Текст для чтения:
━━━━━━━━━━━━━━━━

Делясь с читателями своими грехами и пороками, Сергей не только удовлетворял наше чувство справедливости, но и призывал к снисхожденью, которое было для него первой, если не единственной заповедью. “Мне импонировала его снисходительность к людям, — с нежностью пишет Сергей об отце. — Человека, который уволил его из театра, мать ненавидела всю жизнь. Отец же дружески выпивал с ним через месяц...”

Нетребовательность — и к другим, и к себе — Довлатов возводил в принцип. Что отнюдь не делало его мягкотелым (“Дерьмо, — говорил он, — тоже мягкое”). В рассказах Сергея нет ни одного непрощенного грешника, но и праведника у него не найдется.

Дело не в том, что в мире нет виноватых, дело в том, чтобы их не судить. Всякий приговор бесчестен не потому, что закон опускает одну чашу весов, а потому, что поднимает другую.

━━━━━━━━━━━━━━━━

Список данных:
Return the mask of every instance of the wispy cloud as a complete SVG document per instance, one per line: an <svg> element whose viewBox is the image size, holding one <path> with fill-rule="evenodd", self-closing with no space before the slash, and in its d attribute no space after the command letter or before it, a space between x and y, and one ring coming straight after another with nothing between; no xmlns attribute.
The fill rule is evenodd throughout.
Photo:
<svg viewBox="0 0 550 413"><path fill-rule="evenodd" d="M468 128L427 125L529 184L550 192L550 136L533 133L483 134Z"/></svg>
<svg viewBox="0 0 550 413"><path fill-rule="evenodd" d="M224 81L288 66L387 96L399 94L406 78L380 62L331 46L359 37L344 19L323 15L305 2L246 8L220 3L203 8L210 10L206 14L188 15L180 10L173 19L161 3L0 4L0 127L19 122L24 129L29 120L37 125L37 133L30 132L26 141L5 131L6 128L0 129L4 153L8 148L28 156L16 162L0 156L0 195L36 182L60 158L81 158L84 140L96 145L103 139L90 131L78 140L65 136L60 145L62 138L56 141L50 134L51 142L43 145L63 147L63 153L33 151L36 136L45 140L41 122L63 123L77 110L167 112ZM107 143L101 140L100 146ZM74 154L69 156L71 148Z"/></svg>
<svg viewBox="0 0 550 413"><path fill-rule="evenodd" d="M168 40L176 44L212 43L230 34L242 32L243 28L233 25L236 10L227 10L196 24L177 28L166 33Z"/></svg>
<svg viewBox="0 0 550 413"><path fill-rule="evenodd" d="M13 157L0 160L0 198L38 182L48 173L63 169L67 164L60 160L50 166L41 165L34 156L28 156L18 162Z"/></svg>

━━━━━━━━━━━━━━━━

Задание 1:
Объясните, почему, согласно тексту о Довлатове, всякий приговор бесчестен. Ответ дайте в одном–трех предложениях.
Задание 2:
Продублируйте без изменений фрагмент текста о Довлатове, начиная с «Делясь с читателями» и продолжая до «что поднимает другую.».
Записи к этому заданию отношения не имеют.

Ответ на задание 1:
Всякий приговор бесчестен не потому, что закон опускает одну чашу весов, а потому, что он поднимает другую. Поэтому суть не в отсутствии виноватых, а в том, чтобы их не судить.

Ответ на задание 2:
Делясь с читателями своими грехами и пороками, Сергей не только удовлетворял наше чувство справедливости, но и призывал к снисхожденью, которое было для него первой, если не единственной заповедью. “Мне импонировала его снисходительность к людям, — с нежностью пишет Сергей об отце. — Человека, который уволил его из театра, мать ненавидела всю жизнь. Отец же дружески выпивал с ним через месяц...”

Нетребовательность — и к другим, и к себе — Довлатов возводил в принцип. Что отнюдь не делало его мягкотелым (“Дерьмо, — говорил он, — тоже мягкое”). В рассказах Сергея нет ни одного непрощенного грешника, но и праведника у него не найдется.

Дело не в том, что в мире нет виноватых, дело в том, чтобы их не судить. Всякий приговор бесчестен не потому, что закон опускает одну чашу весов, а потому, что поднимает другую.